### [Problem to work on]
Filter the records below and copy each line containing the string "wall". Match case exactly.

### [Records for the exercise]
----

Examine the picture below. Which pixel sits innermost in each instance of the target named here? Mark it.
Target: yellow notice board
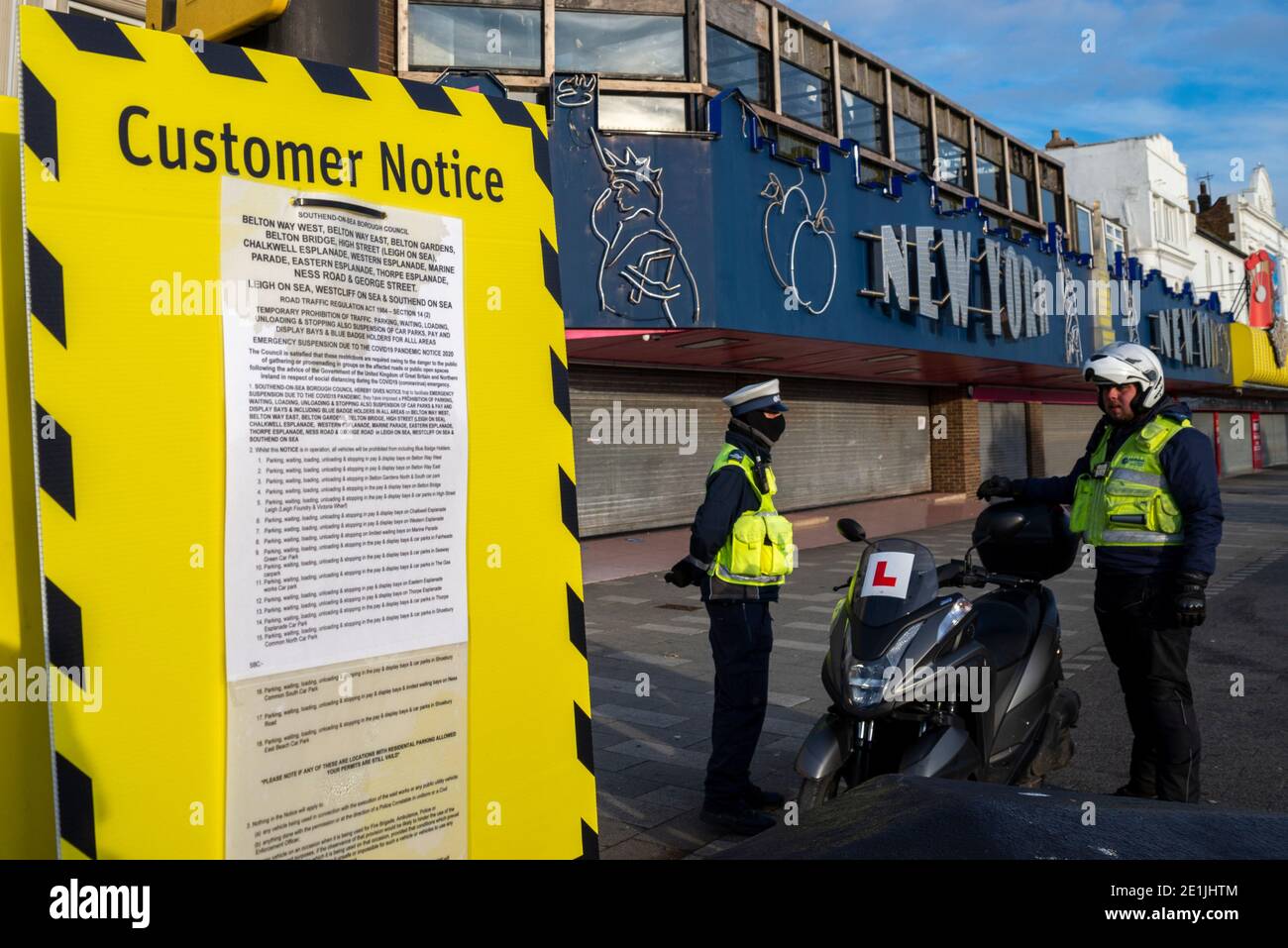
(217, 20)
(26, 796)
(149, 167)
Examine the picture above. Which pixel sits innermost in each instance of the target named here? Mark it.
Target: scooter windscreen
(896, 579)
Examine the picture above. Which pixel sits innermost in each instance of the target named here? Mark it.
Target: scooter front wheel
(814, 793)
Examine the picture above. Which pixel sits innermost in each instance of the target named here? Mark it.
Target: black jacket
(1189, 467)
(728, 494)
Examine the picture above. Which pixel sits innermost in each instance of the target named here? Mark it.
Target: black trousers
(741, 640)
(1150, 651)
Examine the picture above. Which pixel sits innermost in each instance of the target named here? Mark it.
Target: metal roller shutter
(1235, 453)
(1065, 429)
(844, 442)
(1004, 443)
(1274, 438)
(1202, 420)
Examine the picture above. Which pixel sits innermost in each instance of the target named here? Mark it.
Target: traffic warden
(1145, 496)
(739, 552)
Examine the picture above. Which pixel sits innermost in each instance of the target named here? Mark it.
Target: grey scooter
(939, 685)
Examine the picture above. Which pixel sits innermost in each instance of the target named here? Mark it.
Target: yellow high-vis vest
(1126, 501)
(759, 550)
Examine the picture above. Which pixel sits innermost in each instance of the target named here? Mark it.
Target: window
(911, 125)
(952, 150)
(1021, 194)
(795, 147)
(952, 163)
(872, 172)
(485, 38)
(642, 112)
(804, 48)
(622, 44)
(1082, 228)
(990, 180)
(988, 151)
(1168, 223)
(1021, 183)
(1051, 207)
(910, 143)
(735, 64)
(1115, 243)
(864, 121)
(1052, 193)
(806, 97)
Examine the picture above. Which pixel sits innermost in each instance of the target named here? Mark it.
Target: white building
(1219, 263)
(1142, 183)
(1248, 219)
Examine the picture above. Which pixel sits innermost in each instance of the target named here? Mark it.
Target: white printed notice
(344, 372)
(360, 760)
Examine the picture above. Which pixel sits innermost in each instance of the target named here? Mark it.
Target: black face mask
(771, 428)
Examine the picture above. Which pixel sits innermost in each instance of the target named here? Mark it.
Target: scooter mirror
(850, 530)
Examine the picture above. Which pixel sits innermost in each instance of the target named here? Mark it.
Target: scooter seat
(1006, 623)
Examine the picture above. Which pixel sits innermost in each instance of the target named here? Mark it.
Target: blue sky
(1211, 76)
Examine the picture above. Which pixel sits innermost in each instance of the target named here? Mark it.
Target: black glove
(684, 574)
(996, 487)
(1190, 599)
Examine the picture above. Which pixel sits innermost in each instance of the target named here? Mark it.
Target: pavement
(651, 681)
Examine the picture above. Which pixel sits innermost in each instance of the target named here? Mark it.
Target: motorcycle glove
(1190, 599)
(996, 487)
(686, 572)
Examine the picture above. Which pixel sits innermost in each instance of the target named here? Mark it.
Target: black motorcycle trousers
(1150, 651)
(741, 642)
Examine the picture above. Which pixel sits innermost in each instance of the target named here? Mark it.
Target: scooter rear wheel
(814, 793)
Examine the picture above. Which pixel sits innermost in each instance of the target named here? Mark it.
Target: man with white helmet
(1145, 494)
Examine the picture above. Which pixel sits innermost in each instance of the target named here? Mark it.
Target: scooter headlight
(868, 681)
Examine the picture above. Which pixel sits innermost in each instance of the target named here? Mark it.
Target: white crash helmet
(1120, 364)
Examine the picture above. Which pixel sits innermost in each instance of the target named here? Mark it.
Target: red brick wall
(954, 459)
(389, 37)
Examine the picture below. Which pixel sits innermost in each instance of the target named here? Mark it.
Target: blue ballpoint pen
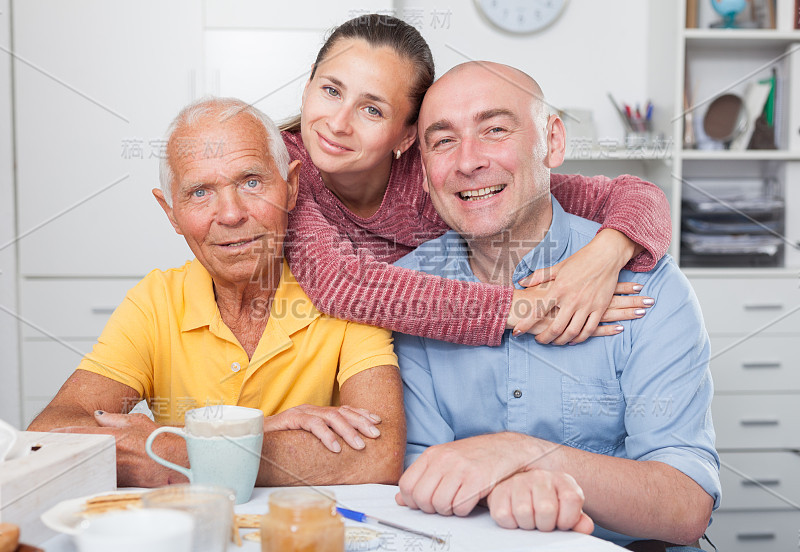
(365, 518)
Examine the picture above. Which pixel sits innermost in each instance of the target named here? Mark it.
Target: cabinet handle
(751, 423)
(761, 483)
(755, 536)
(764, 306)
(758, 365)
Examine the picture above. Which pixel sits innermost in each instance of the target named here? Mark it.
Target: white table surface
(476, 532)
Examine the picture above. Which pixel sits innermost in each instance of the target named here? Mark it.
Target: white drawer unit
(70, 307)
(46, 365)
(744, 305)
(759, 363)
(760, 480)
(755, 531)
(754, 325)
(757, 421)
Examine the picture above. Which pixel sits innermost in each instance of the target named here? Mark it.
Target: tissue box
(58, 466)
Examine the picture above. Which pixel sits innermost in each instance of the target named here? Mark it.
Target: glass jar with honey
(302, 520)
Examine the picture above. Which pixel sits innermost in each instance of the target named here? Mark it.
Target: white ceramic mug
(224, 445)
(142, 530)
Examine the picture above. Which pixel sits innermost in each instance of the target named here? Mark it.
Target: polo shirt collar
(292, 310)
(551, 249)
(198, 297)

----

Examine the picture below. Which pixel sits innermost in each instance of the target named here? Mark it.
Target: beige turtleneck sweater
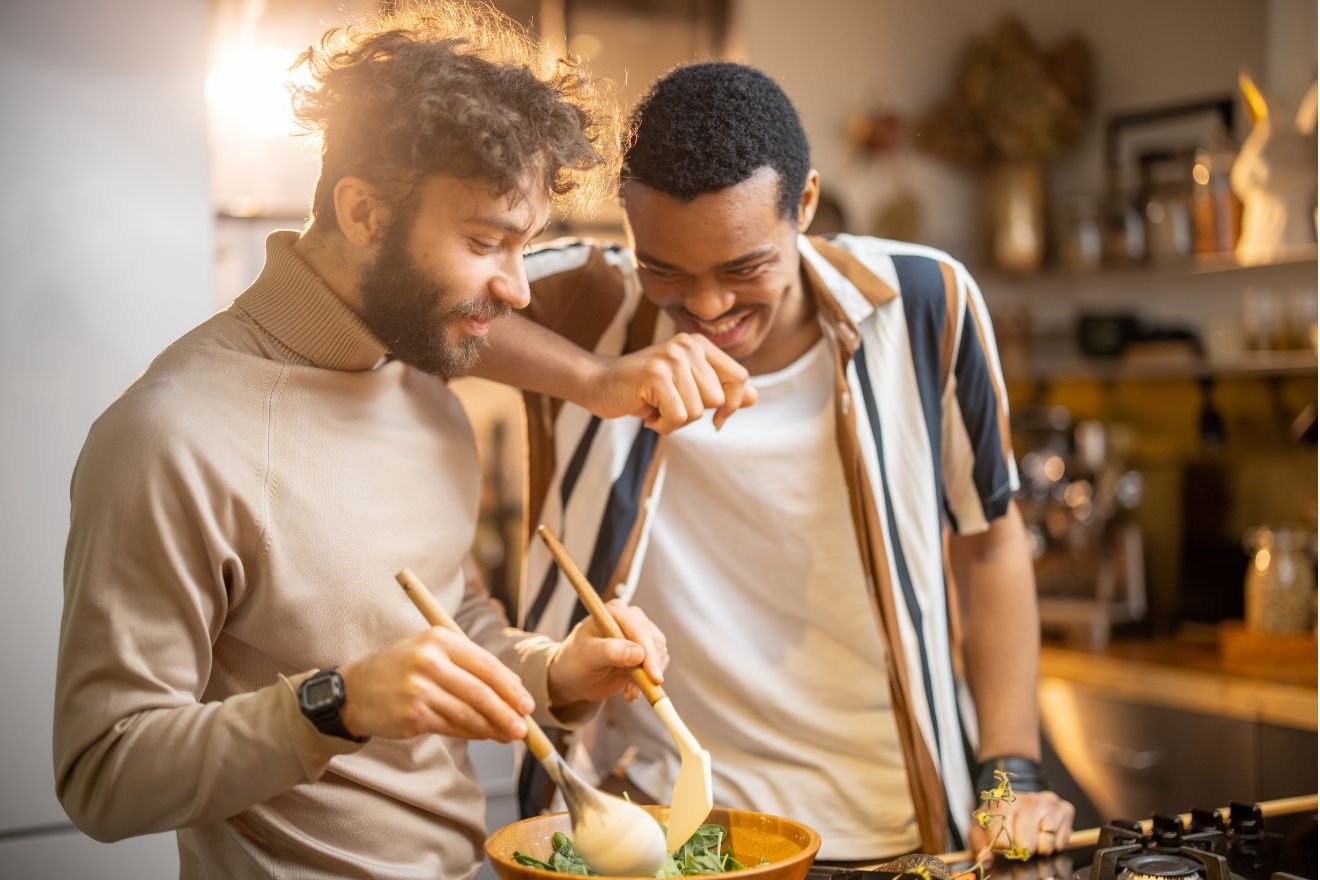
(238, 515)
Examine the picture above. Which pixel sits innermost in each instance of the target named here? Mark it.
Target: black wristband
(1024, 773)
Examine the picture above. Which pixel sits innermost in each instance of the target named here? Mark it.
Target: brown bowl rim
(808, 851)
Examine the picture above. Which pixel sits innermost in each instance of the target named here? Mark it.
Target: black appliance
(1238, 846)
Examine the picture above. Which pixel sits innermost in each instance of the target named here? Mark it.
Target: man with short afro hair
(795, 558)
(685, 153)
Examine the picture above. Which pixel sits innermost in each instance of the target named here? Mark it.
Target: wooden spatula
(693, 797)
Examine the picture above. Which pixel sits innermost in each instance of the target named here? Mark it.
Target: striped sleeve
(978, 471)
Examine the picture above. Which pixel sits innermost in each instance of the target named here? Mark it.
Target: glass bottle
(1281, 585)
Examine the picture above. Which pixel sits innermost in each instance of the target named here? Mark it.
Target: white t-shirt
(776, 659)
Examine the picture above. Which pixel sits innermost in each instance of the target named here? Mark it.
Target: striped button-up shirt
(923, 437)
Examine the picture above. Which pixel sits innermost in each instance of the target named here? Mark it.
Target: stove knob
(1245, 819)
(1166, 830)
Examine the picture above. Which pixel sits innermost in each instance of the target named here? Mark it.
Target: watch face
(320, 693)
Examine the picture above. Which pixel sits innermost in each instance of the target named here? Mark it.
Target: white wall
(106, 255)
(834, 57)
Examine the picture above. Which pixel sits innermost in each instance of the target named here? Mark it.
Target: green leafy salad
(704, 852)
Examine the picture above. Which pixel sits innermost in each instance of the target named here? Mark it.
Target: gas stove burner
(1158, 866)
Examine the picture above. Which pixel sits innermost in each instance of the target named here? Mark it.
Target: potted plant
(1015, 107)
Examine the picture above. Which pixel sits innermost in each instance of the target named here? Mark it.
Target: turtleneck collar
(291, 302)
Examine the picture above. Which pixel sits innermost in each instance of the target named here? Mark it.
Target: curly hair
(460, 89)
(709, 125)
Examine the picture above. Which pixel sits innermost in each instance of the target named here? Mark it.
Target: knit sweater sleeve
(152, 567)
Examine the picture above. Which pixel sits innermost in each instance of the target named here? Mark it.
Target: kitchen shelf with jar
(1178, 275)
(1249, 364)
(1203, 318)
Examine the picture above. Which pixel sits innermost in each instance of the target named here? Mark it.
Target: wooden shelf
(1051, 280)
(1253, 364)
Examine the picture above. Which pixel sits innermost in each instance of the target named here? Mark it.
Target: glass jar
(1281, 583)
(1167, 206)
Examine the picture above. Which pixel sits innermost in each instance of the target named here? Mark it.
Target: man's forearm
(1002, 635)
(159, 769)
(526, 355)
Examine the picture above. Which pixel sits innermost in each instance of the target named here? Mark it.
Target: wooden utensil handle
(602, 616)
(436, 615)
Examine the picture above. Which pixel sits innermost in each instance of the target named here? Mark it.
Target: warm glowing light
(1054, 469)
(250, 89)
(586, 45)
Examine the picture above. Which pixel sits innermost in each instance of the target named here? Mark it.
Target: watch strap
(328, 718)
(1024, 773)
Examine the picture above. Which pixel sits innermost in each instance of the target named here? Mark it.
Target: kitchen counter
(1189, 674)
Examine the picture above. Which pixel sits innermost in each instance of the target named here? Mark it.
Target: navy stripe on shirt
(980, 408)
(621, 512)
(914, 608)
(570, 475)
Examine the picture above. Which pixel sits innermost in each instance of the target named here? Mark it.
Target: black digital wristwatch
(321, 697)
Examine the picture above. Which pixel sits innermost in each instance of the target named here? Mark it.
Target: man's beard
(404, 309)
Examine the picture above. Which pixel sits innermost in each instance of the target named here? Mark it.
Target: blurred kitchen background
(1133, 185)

----

### [Response below]
Target: red brick wall
Target: white wall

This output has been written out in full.